LISTED ENTRIES:
»»

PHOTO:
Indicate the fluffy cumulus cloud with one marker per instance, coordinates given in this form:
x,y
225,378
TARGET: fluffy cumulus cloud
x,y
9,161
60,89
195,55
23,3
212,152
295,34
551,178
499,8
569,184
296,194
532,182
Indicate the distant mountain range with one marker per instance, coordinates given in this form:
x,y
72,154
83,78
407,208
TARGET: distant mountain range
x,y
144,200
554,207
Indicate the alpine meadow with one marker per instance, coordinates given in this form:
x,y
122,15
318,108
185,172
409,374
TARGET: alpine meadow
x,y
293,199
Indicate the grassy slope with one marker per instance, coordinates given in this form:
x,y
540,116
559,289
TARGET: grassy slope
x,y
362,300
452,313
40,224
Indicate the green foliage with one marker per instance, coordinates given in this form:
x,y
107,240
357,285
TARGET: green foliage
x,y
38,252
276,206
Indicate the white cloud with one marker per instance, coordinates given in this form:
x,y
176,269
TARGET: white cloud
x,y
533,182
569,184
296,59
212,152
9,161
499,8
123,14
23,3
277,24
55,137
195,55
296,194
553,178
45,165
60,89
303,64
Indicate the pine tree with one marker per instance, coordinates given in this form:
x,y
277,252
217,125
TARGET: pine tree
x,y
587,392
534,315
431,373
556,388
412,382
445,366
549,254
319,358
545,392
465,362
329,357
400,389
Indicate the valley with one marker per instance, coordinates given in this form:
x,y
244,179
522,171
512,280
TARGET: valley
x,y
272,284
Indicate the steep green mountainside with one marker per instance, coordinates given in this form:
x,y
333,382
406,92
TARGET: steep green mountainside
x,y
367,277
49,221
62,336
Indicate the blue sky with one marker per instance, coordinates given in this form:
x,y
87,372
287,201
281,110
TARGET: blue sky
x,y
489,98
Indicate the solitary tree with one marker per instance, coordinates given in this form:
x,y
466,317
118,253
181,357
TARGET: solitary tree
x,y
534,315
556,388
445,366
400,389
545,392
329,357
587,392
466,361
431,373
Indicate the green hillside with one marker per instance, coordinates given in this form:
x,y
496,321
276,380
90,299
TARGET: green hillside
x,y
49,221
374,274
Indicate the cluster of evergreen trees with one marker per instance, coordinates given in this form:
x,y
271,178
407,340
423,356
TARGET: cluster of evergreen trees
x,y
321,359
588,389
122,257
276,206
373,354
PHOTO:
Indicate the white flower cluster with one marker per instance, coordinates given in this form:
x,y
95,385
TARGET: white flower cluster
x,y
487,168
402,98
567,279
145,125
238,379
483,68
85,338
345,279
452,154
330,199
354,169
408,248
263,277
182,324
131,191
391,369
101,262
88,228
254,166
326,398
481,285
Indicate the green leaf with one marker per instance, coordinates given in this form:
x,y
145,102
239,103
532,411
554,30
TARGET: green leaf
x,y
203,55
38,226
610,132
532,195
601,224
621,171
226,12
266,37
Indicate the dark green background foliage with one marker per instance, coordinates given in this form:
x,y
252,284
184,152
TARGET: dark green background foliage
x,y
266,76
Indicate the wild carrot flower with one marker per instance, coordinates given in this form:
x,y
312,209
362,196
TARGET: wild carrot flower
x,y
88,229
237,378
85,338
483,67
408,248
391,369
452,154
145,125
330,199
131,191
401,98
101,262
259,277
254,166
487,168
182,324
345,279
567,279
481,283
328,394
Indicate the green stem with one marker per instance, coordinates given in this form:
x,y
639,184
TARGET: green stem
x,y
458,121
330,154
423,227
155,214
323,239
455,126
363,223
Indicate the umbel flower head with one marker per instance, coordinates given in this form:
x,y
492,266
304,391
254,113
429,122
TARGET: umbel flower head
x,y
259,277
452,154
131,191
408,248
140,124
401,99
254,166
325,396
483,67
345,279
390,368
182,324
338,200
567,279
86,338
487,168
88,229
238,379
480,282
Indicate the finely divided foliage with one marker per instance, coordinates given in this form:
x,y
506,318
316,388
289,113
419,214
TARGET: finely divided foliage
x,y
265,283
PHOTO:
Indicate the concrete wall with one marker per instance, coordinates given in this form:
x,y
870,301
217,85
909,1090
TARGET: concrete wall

««
»»

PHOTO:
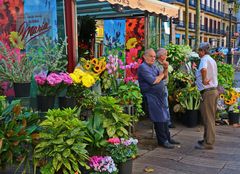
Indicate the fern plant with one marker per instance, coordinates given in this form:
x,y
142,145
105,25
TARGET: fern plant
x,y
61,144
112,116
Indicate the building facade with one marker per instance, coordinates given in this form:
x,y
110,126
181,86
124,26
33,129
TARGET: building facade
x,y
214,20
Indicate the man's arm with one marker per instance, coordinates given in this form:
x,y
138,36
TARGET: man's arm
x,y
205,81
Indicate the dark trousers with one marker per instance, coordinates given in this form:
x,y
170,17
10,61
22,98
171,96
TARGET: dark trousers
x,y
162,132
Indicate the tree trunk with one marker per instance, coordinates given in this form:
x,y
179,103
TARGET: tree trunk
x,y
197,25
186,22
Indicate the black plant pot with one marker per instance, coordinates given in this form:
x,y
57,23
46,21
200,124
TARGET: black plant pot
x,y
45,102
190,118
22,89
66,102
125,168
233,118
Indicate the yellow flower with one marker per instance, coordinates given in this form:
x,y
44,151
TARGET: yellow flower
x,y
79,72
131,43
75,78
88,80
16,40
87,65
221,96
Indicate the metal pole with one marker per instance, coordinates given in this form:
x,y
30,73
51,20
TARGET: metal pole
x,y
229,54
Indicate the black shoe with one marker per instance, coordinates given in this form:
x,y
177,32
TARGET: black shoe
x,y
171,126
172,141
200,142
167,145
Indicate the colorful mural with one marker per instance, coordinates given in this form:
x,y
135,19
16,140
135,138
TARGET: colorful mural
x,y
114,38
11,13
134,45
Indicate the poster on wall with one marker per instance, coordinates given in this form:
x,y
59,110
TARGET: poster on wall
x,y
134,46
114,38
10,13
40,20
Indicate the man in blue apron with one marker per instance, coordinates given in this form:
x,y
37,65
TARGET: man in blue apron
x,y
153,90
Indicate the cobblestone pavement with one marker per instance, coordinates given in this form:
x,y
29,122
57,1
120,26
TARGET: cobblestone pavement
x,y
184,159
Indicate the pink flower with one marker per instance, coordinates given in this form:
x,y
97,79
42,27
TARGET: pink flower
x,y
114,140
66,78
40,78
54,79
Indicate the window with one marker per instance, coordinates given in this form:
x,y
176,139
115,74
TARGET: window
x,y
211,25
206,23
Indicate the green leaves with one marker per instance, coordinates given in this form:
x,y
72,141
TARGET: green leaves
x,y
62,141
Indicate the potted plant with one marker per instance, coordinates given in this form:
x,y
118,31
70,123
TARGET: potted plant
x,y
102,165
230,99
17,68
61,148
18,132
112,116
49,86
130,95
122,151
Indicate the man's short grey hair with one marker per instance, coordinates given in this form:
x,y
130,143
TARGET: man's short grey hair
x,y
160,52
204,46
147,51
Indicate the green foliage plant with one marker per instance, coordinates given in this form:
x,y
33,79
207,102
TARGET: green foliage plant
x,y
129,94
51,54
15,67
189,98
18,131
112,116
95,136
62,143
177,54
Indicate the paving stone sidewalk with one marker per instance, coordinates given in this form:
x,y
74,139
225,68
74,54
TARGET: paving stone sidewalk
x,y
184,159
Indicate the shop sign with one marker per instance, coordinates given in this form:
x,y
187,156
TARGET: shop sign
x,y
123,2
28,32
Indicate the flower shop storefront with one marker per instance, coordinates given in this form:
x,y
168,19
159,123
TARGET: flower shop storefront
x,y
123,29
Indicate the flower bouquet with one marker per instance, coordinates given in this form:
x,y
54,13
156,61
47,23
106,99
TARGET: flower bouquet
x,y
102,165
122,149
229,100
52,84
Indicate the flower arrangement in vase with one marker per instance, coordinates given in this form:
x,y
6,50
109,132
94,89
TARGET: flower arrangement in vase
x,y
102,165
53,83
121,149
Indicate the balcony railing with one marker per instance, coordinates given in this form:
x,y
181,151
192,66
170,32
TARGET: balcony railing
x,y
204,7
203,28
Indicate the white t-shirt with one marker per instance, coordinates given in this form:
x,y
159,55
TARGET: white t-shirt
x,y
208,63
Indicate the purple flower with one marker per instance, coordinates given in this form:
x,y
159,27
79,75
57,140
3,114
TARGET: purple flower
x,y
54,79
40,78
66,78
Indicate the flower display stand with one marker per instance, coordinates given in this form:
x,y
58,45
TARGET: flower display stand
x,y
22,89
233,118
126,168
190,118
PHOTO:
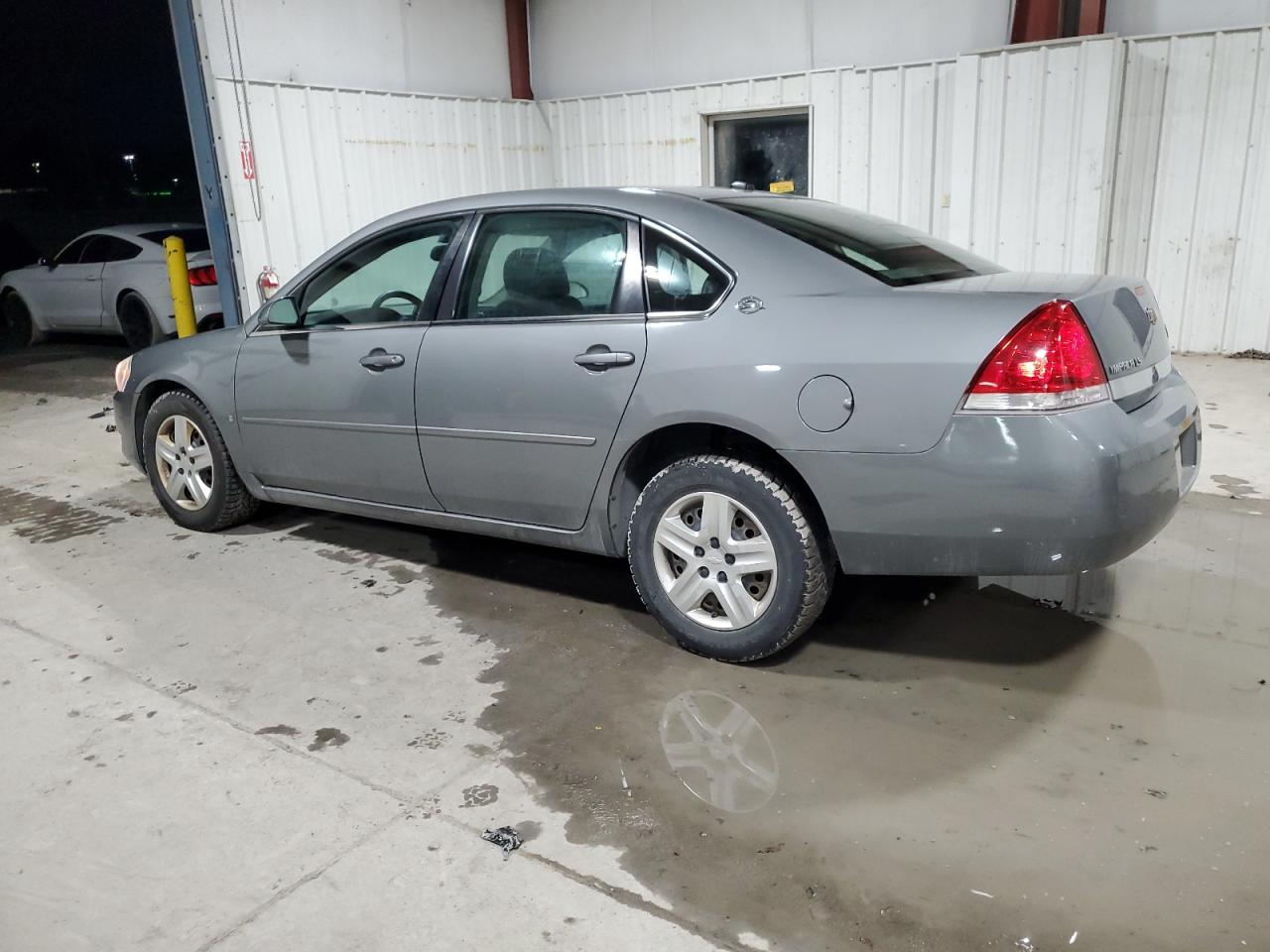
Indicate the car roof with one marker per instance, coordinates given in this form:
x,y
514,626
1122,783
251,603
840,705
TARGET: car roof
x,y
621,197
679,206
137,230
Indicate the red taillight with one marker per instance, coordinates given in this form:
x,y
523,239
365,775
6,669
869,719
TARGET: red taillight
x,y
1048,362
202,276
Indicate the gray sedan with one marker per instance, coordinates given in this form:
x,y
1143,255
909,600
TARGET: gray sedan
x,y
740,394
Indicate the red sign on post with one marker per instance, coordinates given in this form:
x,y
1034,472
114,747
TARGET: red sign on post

««

STATED GOAL:
Change "marker" to "pin" wherever it occurs in the stretch from the line containing "Indicate the balcony" through the line containing "TARGET: red sign on post". Reproduce only those lines with nothing else altered, and leave the pictures out.

SOLUTION TO THE EXERCISE:
Indicate the balcony railing with one pin per instance, coordinates given in this form:
x,y
181,151
192,66
170,32
TARGET: balcony railing
x,y
204,7
203,28
Indicate the white t-shirt with one pin per instance, coordinates given in this form:
x,y
159,55
TARGET: white t-shirt
x,y
208,63
Indicate the purple flower with one pin per instance, coordinates given in this form:
x,y
159,27
79,75
57,140
3,114
TARGET: purple flower
x,y
54,79
40,78
66,78
Indicate the flower display stand with one pin per instance, coordinates given in this form:
x,y
58,45
TARGET: flower display stand
x,y
22,89
233,118
126,168
190,118
PHOTO:
Indicate the car roof with one pin per instance, coordinates given in this form:
x,y
514,626
1122,783
251,603
840,705
TARGET: car roof
x,y
621,197
679,206
137,230
Indicate the red taillight with one pin per instance, coordinates given in this form:
x,y
523,239
365,775
6,669
869,719
TARGET: red taillight
x,y
1048,362
202,276
Indicate the gray sedan with one pin per instance, coordinates given in this form:
x,y
1143,255
909,600
TARGET: gray sedan
x,y
740,394
Indicate the red sign on post with one pin per instance, coordinates given in this form:
x,y
1034,472
114,747
TARGET: red sign on post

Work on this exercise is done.